=== Dataset entries ===
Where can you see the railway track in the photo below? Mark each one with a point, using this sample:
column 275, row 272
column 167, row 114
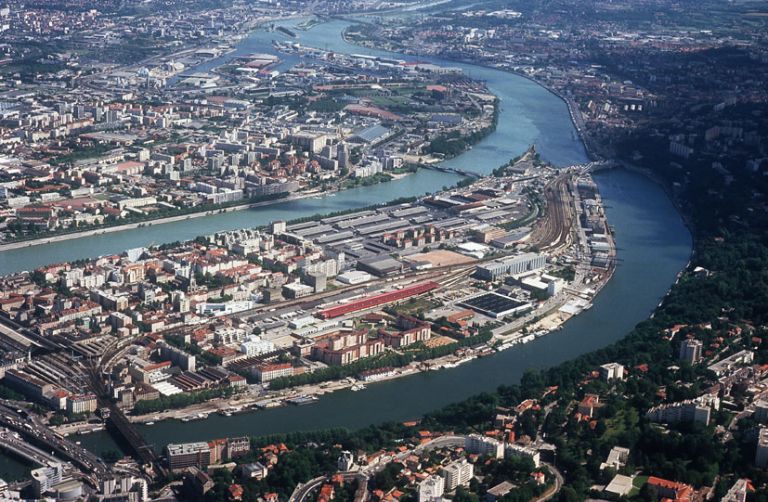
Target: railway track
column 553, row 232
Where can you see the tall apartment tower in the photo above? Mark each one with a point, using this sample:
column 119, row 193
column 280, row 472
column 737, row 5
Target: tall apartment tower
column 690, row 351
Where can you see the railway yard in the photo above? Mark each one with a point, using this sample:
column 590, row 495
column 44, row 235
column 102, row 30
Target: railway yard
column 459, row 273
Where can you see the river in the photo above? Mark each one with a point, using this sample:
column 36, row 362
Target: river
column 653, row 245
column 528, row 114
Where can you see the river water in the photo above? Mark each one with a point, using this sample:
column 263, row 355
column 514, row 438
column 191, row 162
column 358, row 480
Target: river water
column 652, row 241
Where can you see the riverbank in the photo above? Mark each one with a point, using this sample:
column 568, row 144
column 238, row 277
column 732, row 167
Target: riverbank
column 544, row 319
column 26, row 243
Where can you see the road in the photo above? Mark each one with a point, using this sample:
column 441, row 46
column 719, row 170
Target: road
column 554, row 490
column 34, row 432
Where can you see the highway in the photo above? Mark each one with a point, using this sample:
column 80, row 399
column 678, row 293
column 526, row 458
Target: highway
---
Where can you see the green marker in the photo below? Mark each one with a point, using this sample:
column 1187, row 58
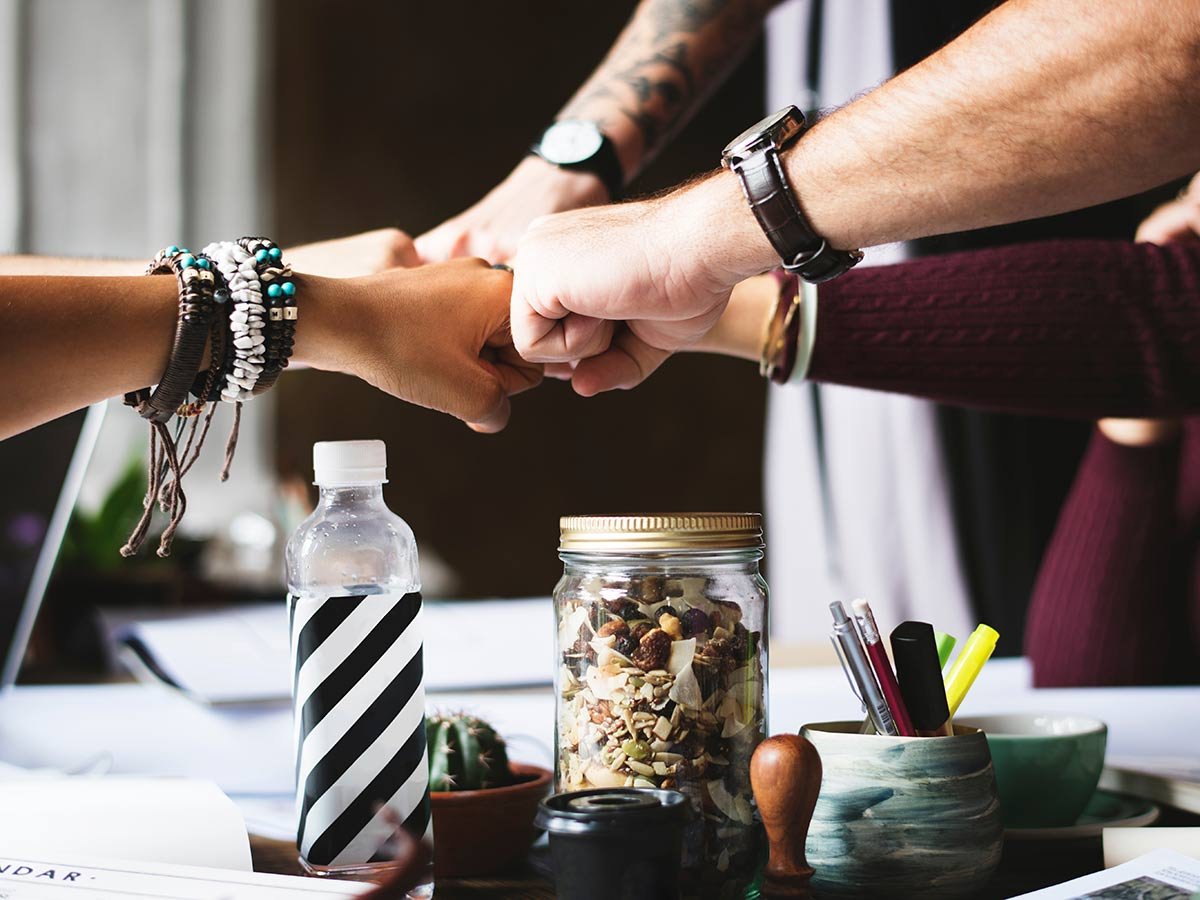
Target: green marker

=== Objective ===
Gather every line above that contains the word "yard", and copy each of them out in full.

=== Full solution ===
Where can you see the railway yard in the photo above? Mark each one with a point, using this sample:
Target: railway yard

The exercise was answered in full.